**The task:** Locate every line in the records below that contains the word "child", and copy each of those lines.

START Data

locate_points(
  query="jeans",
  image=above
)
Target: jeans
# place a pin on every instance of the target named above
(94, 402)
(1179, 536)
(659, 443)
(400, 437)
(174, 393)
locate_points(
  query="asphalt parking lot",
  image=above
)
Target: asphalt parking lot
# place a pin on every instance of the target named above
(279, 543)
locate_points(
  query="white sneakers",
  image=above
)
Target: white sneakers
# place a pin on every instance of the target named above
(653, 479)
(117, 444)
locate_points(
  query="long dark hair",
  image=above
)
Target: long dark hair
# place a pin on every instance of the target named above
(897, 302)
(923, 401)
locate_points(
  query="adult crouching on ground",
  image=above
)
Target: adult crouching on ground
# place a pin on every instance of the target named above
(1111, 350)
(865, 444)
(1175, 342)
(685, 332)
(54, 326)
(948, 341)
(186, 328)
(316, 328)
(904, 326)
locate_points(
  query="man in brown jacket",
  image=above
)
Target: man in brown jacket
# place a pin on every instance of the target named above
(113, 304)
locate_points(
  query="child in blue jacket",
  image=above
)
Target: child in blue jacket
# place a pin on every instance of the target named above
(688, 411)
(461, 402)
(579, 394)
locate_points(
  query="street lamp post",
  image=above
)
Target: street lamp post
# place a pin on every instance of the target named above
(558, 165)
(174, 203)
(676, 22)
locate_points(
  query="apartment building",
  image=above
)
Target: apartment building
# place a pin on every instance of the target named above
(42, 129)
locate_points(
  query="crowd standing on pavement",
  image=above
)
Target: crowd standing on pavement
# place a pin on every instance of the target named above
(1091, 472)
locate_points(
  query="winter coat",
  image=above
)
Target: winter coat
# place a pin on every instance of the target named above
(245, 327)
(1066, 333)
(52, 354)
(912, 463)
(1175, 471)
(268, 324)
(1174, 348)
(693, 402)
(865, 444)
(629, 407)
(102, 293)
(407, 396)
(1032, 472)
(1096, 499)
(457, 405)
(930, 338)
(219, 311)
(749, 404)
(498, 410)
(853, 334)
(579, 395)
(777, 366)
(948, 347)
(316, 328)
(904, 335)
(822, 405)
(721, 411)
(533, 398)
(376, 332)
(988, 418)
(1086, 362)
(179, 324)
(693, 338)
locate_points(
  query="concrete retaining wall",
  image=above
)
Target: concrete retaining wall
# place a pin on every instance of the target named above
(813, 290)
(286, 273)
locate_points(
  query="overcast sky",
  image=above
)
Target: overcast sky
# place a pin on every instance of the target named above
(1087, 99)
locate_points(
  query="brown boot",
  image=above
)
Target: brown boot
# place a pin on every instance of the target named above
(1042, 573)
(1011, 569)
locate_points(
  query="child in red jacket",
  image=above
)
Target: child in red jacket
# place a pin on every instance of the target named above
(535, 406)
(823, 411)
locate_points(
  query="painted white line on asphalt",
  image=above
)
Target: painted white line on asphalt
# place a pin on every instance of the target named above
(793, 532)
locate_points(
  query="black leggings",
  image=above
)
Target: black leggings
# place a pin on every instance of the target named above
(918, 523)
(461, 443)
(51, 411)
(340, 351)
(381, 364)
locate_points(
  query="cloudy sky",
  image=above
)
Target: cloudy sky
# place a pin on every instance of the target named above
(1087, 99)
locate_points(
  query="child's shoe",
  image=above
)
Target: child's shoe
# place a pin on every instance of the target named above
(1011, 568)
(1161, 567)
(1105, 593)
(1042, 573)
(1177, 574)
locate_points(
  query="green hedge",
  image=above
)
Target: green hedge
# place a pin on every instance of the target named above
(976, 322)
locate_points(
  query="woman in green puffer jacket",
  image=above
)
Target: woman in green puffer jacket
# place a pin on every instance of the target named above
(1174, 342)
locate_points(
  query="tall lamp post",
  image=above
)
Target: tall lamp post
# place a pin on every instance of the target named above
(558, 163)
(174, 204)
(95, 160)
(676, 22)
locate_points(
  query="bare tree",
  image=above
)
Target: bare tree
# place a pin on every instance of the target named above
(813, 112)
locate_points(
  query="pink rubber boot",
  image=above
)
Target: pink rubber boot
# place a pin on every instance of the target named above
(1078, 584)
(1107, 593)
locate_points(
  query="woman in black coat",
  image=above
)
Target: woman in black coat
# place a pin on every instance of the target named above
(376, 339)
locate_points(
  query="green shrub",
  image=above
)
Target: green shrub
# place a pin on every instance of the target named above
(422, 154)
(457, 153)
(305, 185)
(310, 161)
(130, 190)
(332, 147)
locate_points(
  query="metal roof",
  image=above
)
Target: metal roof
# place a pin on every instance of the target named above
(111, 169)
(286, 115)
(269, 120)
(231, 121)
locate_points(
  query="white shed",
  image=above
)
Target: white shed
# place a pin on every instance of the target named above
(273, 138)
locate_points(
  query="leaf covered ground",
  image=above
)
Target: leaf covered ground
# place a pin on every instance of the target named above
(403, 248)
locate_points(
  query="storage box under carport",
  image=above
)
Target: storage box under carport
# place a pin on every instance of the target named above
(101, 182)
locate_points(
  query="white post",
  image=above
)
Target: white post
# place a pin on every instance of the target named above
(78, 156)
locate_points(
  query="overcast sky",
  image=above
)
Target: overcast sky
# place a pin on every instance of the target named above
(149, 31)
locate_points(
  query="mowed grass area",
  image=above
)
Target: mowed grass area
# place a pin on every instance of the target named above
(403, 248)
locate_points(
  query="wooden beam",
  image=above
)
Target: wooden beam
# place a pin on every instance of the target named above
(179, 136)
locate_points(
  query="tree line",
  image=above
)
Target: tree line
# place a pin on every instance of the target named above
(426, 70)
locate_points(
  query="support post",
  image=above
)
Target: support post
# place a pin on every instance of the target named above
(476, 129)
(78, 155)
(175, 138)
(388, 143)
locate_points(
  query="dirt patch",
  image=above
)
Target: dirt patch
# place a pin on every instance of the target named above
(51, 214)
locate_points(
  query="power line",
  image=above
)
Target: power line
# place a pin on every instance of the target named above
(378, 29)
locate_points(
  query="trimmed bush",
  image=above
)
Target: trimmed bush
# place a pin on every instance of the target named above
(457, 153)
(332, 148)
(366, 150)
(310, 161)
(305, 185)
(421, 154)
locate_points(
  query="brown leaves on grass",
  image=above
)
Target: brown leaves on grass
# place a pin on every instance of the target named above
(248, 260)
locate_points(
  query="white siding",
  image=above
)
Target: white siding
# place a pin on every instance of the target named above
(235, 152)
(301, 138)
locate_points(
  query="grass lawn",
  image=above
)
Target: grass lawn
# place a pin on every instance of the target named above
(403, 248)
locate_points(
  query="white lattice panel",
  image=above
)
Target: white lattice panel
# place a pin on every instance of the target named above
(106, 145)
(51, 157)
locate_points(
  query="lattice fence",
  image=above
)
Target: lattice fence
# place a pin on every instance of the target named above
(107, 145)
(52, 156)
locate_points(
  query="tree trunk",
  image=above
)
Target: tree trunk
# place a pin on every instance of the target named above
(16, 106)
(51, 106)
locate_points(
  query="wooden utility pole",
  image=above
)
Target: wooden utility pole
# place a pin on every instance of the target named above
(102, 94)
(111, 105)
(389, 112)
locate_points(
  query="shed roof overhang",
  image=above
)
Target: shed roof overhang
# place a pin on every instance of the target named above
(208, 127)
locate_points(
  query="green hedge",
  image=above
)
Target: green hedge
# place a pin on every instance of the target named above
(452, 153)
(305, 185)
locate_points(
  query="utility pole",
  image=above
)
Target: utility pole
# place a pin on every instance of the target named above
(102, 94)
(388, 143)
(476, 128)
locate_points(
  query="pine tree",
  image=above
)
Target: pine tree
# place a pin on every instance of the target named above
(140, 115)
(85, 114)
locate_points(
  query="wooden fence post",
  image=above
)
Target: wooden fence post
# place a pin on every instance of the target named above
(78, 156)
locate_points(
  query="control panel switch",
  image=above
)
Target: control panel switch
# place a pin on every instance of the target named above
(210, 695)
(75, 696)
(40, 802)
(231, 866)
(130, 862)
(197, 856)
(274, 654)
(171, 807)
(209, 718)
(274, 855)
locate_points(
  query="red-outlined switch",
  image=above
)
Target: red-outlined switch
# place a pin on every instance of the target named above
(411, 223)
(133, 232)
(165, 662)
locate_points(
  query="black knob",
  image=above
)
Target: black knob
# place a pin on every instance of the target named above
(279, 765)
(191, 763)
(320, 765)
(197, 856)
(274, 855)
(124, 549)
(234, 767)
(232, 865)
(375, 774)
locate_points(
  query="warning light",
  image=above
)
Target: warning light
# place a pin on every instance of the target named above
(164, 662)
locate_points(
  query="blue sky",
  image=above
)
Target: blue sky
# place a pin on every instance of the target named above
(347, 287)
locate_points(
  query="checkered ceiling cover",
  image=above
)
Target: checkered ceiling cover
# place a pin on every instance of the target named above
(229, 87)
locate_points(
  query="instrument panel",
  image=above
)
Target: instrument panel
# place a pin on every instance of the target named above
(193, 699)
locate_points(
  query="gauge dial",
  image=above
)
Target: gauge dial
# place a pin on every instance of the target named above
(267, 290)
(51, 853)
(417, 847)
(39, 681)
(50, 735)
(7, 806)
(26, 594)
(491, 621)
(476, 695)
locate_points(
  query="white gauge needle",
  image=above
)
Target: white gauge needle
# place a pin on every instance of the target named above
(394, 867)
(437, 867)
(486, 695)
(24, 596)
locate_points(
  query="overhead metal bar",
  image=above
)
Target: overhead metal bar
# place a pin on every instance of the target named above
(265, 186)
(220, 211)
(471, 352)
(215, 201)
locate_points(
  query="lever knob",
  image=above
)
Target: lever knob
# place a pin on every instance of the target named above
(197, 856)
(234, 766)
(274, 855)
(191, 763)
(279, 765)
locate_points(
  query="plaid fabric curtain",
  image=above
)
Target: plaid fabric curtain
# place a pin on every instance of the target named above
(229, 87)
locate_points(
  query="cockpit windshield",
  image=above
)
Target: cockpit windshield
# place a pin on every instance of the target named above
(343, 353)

END Data

**Answer to the task:**
  query="child in blue jacket",
Target: child in blue jacket
  query="child in red jacket",
Target: child in red jacket
  query="child's shoe",
Target: child's shoe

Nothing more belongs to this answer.